Start of Supplied data

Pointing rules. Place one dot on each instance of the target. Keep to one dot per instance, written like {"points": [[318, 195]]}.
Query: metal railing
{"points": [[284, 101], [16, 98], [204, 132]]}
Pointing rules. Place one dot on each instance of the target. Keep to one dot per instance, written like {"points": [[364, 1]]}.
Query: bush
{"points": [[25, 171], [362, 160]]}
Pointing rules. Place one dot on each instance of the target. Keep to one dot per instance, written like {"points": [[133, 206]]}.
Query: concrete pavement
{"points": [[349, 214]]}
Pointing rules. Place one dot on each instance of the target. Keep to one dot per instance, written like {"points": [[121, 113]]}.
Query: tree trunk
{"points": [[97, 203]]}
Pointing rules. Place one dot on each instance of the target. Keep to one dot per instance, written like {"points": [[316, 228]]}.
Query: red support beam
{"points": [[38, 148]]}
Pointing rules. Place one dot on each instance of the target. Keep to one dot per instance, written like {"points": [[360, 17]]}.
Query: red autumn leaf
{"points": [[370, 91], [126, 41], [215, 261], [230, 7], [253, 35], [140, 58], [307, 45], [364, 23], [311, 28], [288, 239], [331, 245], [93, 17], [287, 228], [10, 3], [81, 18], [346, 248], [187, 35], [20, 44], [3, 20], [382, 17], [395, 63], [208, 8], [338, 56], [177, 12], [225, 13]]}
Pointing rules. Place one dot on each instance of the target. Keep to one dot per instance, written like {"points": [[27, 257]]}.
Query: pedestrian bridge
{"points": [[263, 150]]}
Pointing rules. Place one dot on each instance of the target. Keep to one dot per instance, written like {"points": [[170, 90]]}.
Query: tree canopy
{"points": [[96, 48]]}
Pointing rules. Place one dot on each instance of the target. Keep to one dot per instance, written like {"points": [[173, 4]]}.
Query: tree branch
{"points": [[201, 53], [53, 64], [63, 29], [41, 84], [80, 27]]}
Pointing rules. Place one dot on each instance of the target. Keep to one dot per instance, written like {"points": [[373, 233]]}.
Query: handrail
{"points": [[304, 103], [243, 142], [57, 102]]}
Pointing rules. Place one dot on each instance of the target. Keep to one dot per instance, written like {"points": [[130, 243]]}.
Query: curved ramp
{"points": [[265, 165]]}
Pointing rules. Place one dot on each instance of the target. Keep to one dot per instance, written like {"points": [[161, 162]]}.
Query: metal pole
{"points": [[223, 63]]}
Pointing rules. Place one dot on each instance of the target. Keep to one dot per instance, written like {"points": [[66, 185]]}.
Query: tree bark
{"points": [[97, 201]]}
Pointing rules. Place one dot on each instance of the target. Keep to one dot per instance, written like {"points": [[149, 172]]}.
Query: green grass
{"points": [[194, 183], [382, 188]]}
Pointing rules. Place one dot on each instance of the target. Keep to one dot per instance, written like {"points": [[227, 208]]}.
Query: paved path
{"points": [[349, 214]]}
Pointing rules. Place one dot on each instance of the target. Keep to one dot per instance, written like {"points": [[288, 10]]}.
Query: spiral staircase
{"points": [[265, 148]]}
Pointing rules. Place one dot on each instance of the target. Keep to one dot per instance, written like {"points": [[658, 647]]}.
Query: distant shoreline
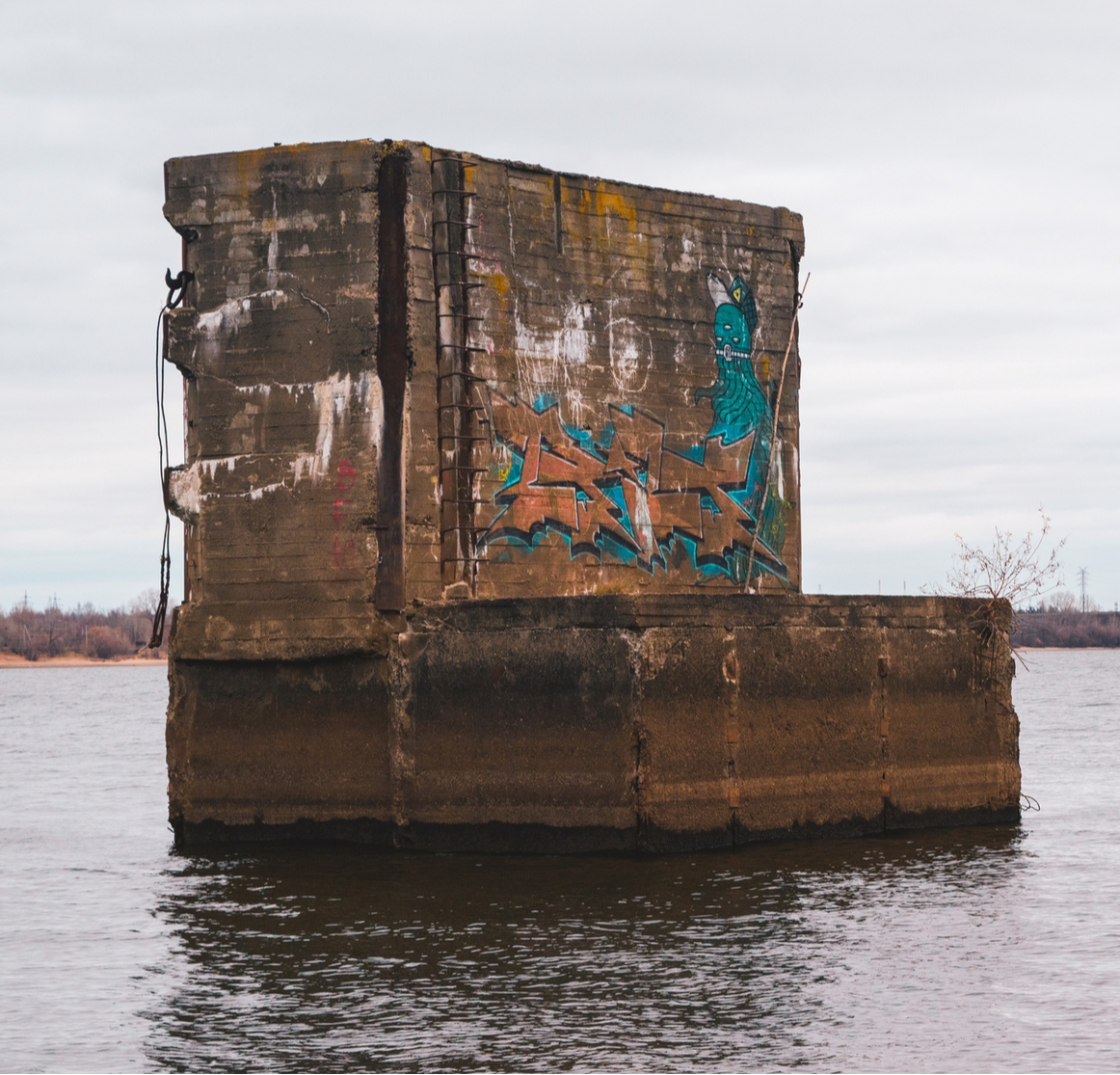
{"points": [[75, 660]]}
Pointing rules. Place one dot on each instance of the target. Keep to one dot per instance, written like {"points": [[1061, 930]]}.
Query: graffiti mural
{"points": [[622, 493]]}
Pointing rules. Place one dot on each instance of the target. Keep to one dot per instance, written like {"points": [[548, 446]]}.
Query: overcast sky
{"points": [[955, 164]]}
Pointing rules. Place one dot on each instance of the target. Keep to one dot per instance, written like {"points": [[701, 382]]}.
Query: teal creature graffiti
{"points": [[627, 495], [738, 403]]}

End of Supplied data

> **What the exercise asks**:
Although the entries contain pictures, copy everything else in them exactly.

> **Exercise output**:
Pointing rules. Place one dot on each instance of the target. Keep to one dot per instance, written like {"points": [[318, 195]]}.
Query: metal railing
{"points": [[284, 101], [16, 98], [204, 132]]}
Pointing rules. Place one dot on each instance of the target. Keep to one dot per instance, written like {"points": [[364, 1]]}.
Query: bush
{"points": [[25, 171], [362, 160]]}
Pointing rules. Place one dot on each instance of the target. Keep to one dot per instance, written like {"points": [[133, 206]]}.
Query: concrete pavement
{"points": [[349, 214]]}
Pointing rules. Place one dot on each instance of the target. Keep to one dot per instance, written like {"points": [[121, 113]]}.
Query: tree trunk
{"points": [[97, 203]]}
Pointing rules. Place one dot on each instance of the target. Keep to one dot per instance, written like {"points": [[316, 228]]}.
Query: red support beam
{"points": [[38, 148]]}
Pointing rules. Place one dot on each instance of the target. Keep to one dot per instance, written like {"points": [[360, 17]]}.
Query: red autumn leaf
{"points": [[370, 91], [126, 41], [215, 261], [230, 7], [253, 35], [140, 58], [307, 45], [364, 23], [311, 28], [288, 239], [331, 245], [93, 17], [287, 228], [10, 3], [81, 18], [346, 248], [187, 35], [20, 44], [3, 20], [382, 17], [395, 63], [208, 8], [338, 56], [177, 12], [225, 13]]}
Pointing rules. Place one dot on each instance of the target. Keep to one dot per instance, written like {"points": [[27, 257]]}.
Query: pedestrian bridge
{"points": [[263, 150]]}
Pointing rules. Place one dot on each instance of the target. Keep to one dot per instance, written like {"points": [[170, 90]]}.
Query: tree canopy
{"points": [[96, 48]]}
Pointing rules. Place one dot on each instance of the target. Keep to one dot per instance, written like {"points": [[173, 4]]}.
Query: tree branch
{"points": [[201, 53], [53, 64], [63, 29], [41, 84], [80, 27]]}
Pointing rules. Place one dot on each instance of the target. Keep to one dot per instance, written like {"points": [[373, 233]]}.
Query: handrail
{"points": [[304, 103], [243, 142], [57, 102]]}
Pointing rules. Place one dot on each instance of the target. Keep to one dot per instance, written like {"points": [[130, 243]]}.
Query: curved ramp
{"points": [[265, 165]]}
Pointing rules. Place one dot on each instance of the target. Keep to one dot per instance, written like {"points": [[161, 162]]}.
Query: metal pole
{"points": [[223, 63]]}
Pointing rules. Place one dot on each instance of the target. Keep to one dot per instance, written like {"points": [[66, 185]]}.
Query: tree bark
{"points": [[97, 201]]}
Pointing rules. Place one dot on each instance of the target. Keep to one dot per instance, written like {"points": [[149, 172]]}.
Query: green grass
{"points": [[194, 183], [382, 188]]}
Pointing rules. Place one dot on each instance of the target. Keep to one dot per instance, written like {"points": [[227, 208]]}.
Query: paved path
{"points": [[349, 214]]}
Pointing rules. Place one dot on each instance of the target. Keep to one dot per instance, written like {"points": [[288, 10]]}.
Query: spiral staircase
{"points": [[265, 148]]}
Pointing rules. Place one dot on each instance of the target. Keep to one dot per instance, written like {"points": [[658, 647]]}.
Query: distant shoreline
{"points": [[75, 660]]}
Pointing rules. Place one dot on each instance of the target. Keep to one dot per instance, written like {"points": [[1061, 930]]}.
Query: graffiti mural
{"points": [[622, 493]]}
Pointing rules. Place one dot on each instance of the target. Keep to one dot per instance, written like {"points": [[548, 446]]}.
Query: overcast sky
{"points": [[955, 164]]}
Pointing rules. Place one dot on each instance of the target. Keep to one dot per instance, written like {"points": [[701, 382]]}.
Query: teal creature graffiti
{"points": [[627, 495], [738, 403]]}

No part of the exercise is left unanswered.